Please put this sentence from the playtesting text into Spanish: "Counting up those totals is the opposite of fun."

▸ **Text**

>>>>>

After the second playtest session I Tweeted that I broke the game. Well, I did. In an effort to make the game a bit longer, and somewhat deeper, I ended up also making it exuberantly dull. It was a very frustrating session that left me stumped. The previous session had ended with a game that was playable, yet too chaotic and short but that brought a bit of charm with it. I wanted to dress things up a bit and calm the game down, so I tightened up the deck, increased the house values, and toned down the zombies a bit. I thought that this would bring a bit more strategy into the game while simultaneously opening up more tactical decisions. What actually happened was something completely different.
The first session went much like I had expected. I very rarely test games solo before showing them to my friends, preferring instead to just go with it and see what happens. I have found over the years that my friends are very good at finding flaws and while I may be good at it, I’m not perfect. I honestly don’t believe anyone is when they are working on something of their own. It becomes too personal and can be very difficult to judge objectively. So, my method is to bring a fresh idea to the table and try it. Instead of just my opinion shaping the game from the early stages, I have four or five unique opinions that can bring out some really fun ideas. With all that said, the resounding feedback from that first session was that it was too short. There were some overpowered cards and the players just didn’t have enough defense to survive. The good news meant that the system was not broken, it just needed to be tweaked.
So instead, I broke the system.
This wasn’t intentional. Honest. I fully thought that what I had was a solid plan, but that it just needed tuned. I added a full 10 points to the defense of the player’s houses and chopped the zombie’s strengths down. I reduced the number of power cards and added plain zombie cards to the deck to make things more structured and less chaotic. That all sounds great on paper and makes logical sense. What all this actually did was make the game really annoying. Reduced defense and increased zombie strength meant that the deck needed to be nearly played out as zombies in order to kill someone. Reducing the action cards meant that players were using those more as removal and less as zombies which ultimately resulted in what may have been a complete stalemate. But, the most annoying feature was counting. Now players could have 10 or more zombies on their house which meant that on your turn you had to add all that Strength up just to see who was winning and losing. Counting up those totals is the opposite of fun.

<<<<<

[Records contained in a dataset]

>>>>>

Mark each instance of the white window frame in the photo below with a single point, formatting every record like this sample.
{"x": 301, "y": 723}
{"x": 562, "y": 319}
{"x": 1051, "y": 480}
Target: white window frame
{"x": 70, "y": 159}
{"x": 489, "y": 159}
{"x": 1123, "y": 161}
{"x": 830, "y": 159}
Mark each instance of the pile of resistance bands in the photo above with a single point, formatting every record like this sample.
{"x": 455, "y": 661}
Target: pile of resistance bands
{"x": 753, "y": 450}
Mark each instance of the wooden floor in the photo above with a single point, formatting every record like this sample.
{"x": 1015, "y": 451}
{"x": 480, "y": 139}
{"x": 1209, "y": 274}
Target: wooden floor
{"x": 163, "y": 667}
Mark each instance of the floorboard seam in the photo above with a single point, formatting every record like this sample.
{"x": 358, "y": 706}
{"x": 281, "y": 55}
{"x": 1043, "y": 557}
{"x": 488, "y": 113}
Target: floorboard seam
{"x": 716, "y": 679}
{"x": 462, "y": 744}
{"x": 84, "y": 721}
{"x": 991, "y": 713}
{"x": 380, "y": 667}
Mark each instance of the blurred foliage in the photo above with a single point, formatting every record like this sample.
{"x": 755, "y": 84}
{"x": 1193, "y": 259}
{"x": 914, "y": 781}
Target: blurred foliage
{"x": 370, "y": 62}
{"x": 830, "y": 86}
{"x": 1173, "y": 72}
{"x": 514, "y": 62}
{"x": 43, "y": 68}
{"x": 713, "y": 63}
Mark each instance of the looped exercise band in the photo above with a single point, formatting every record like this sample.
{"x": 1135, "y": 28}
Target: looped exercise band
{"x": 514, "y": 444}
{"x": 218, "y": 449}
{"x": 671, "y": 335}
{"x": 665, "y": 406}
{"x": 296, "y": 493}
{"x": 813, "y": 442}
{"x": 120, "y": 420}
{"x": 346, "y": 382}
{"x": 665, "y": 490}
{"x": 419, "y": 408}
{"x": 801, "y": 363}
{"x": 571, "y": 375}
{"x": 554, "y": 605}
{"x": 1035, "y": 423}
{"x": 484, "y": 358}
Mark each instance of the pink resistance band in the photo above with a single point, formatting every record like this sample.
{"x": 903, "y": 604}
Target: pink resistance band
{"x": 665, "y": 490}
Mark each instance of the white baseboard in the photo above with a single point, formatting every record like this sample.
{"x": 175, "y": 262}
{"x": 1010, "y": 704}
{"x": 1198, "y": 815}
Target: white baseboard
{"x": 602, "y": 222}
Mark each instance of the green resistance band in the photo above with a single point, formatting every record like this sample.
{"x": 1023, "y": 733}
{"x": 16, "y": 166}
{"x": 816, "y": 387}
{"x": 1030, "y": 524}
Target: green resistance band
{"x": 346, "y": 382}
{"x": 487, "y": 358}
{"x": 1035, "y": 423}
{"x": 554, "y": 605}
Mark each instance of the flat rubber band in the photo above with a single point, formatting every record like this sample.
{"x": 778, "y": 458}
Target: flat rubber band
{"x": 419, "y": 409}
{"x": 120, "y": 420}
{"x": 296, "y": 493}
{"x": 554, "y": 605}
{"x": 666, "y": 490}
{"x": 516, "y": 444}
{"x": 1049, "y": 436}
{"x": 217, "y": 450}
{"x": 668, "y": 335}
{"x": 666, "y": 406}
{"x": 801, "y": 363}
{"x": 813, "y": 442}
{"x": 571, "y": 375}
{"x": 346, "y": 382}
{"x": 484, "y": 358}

<<<<<

▸ **Task output**
Sumar esos totales es lo contrario de la diversión.